Aufgabenstellung: Welches Dateisystem liegt laut dem Text zur Docker-Speicherkonfiguration dem Produktivsystem des IPB zugrunde?

Textblock:
****************************************

Die Standardkonfiguration des Docker-Storage-Subsystems (Verwendung eines Loop-Device) ist extrem ineffizient: Erstens wird der einmal von der Loop-Datei allozierte Speicher nicht mehr freigegeben, auch wenn die enthaltenen Volumes, Container und Images gelöscht werden. Dadurch können substanzielle Bereiche des Plattenspeichers dauerhaft blockiert werden. Zweitens ist die Verwendung eines Loop-Device die langsamste Variante. Es empfiehlt sich daher, die Standard-Einstellung des Docker-Storage-Treibers zu ändern. Am IPB liegen Erfahrungen mit dem overlay2-Treiber vor, bei dem Teile des Host-Dateisystems per bind-mount in die Container eingeblendet werden. Dazu muss der Docker-Daemon mit der zusätzlichen Kommandozeilenoption “-s overlay2” gestartet werden. Das IPB verwendet diese Einstellung in seinem Produktivsystem. Das darunterliegende Dateisystem ist XFS.

Einige unserer Testsysteme nutzen ZFS, das sich bislang ebenfalls als stabil und zuverlässig erwiesen hat. Erfahrungen mit BTRFS oder einem LVM thin pool im Zusammenhang mit Docker liegen am IPB bislang nicht vor. Im Übrigen wird auf die Docker-Dokumentation verwiesen.

****************************************

Datenabschnitt:

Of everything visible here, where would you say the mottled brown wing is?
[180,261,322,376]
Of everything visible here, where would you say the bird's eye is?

****************************************

Gelöste Aufgabe: XFS.